→ TASKS FOR THIS EXERCISE
(A) In the post about Medicare taking over Louisiana's Medicaid prescription coverage, what possible cause is given for callers not receiving the CMS notices or new cards?
(B) Reproduce the post about Medicare taking over Louisiana's Medicaid prescription coverage from "- Informational letters" to "won’t be reimbursed.".
(C) Resume the post about Medicare taking over Louisiana's Medicaid prescription coverage from where it stops.

PASSAGE section start

In Louisiana, the poor and elderly were getting prescriptions paid through the state's Medicaid plan. Now this has been taken over by Medicare. The take over has not been smooth.
This is from an article on the Baton Rouge Advocate newspaper site (found at http://www.2theadvocate.com/news/2180942.html:
The problems reported by Department of Health and Hospitals Medicaid field staff include:
- Participating pharmacy plans said CMS [Center for Medicare and Medicaid Services - Allan] has not sent them the lists of approved enrollees.
- Informational letters CMS sent to Medicaid recipients apparently didn’t work.
- “They (recipients) did not understand anything about Medicare Part D (pharmacy coverage) and did not know they were enrolled in a plan, much less which plan,” one staffer wrote.
- Many callers said they did not receive the CMS notices or new cards, possibly due to disrupted mail service since the storms.
- Pharmacists are not willing to fill prescriptions even though they can call a phone number to insure medication is dispensed during the first 30 days of the program.
- Pharmacies are making clients pay for medications and telling them they won’t be reimbursed.
- Some clients report that their medication “is not covered/too expensive under their assigned plan.”
That last point is exactly what Alana, my wife, said she was discovering during the sign up process. She's been swamped with Medicare calls this week, her first full week back to work this year (she took last week off). My boss has a friend who's a pharmacist in Shreveport, and he says the plan is a huge mess. The pharmacist said that they are running into people who, suddenly, discovered the plan they picked didn't cover a particular prescription. This was Alana's biggest fear, and one that seems to have been entirely well founded.

PASSAGE section end
DATA RECORDS section start

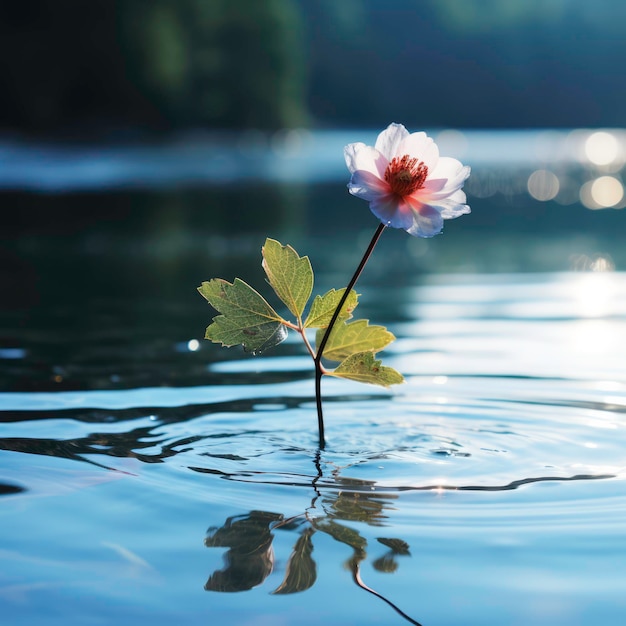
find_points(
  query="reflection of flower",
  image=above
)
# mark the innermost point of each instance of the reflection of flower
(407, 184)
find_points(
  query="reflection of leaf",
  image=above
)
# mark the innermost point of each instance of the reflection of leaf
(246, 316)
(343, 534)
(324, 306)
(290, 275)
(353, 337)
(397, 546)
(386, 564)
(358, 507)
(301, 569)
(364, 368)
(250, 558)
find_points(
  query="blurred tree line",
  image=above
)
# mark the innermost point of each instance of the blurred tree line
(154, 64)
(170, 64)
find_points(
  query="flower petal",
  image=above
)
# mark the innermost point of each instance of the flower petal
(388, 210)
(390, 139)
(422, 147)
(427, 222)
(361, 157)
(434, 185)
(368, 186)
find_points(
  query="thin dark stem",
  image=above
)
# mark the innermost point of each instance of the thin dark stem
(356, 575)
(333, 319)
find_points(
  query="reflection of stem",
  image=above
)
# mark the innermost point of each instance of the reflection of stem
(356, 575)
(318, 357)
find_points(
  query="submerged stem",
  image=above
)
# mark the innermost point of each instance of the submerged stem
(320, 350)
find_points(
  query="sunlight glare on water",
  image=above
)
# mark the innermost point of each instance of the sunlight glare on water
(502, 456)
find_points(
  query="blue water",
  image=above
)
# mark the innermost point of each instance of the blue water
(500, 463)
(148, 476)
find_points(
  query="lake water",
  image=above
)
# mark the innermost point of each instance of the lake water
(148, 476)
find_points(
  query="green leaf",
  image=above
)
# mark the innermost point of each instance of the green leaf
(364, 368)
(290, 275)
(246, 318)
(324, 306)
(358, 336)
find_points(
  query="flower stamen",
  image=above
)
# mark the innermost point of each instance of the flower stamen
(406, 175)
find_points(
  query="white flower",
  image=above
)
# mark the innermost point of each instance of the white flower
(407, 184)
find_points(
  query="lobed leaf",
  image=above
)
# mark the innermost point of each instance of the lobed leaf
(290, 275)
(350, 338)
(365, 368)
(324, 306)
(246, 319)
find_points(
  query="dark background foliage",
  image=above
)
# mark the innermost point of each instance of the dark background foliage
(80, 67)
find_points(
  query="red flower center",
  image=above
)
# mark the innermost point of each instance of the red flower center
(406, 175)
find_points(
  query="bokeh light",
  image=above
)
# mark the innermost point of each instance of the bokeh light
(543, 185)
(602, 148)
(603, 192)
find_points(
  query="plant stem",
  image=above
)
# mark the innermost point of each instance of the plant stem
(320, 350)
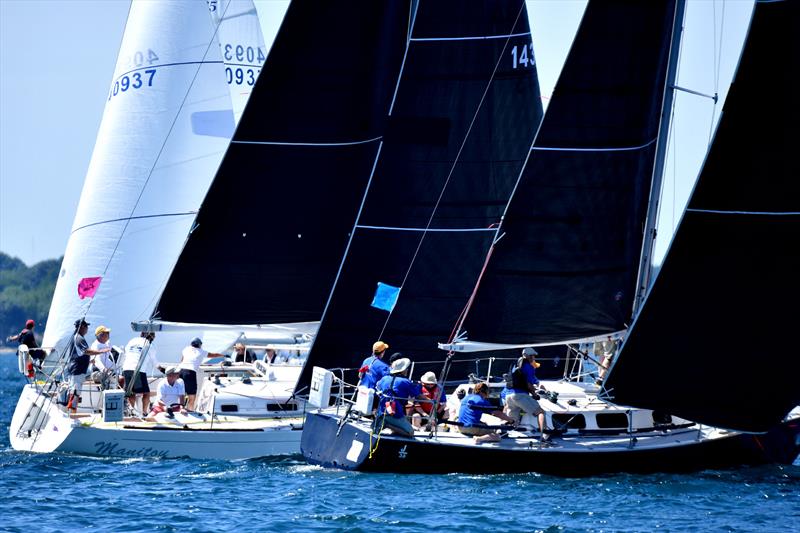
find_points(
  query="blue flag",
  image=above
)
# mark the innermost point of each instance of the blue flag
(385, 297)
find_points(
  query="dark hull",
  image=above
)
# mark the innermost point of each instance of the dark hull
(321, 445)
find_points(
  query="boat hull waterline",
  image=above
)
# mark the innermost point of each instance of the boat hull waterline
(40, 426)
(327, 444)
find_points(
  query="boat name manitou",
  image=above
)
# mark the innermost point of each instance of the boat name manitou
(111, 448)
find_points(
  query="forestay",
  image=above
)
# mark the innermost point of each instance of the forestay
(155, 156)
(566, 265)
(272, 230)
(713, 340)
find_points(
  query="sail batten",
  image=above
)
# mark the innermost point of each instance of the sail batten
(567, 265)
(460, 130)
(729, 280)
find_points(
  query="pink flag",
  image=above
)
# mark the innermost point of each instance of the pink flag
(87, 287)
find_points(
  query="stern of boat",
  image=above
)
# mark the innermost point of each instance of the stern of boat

DATA RECORDS section end

→ ANSWERS TO THE EXERCISE
(A) Disrupted mail service since the storms.

(B)
- Informational letters CMS sent to Medicaid recipients apparently didn’t work.
- “They (recipients) did not understand anything about Medicare Part D (pharmacy coverage) and did not know they were enrolled in a plan, much less which plan,” one staffer wrote.
- Many callers said they did not receive the CMS notices or new cards, possibly due to disrupted mail service since the storms.
- Pharmacists are not willing to fill prescriptions even though they can call a phone number to insure medication is dispensed during the first 30 days of the program.
- Pharmacies are making clients pay for medications and telling them they won’t be reimbursed.

(C)
Louisiana isn't the only state having problems, but it's not universal throughout the country. New Hampshire, South Dakota, North Dakota, Vermont, Connecticut, and Massachusetts have announced plans that they will pay for prescriptions for affected seniors until the mess is sorted out. (Louisiana, which is already reeling from Katrina, is unlikely to be able to afford this kind of help.) There's no guarantee the federal government will pick up the tab later, either.
Arizona found that almost 20,000 low income people who were supposed to be automatically enrolled in the system were not. New Jersey spent $4.4 million of its own money January 6 until January 10 covering people due to Medicare screw ups.
Not all states report major problems. Florida, Georgia, and Wyoming think the process is going relatively smoothly, or feel that — as yet — no state response is needed.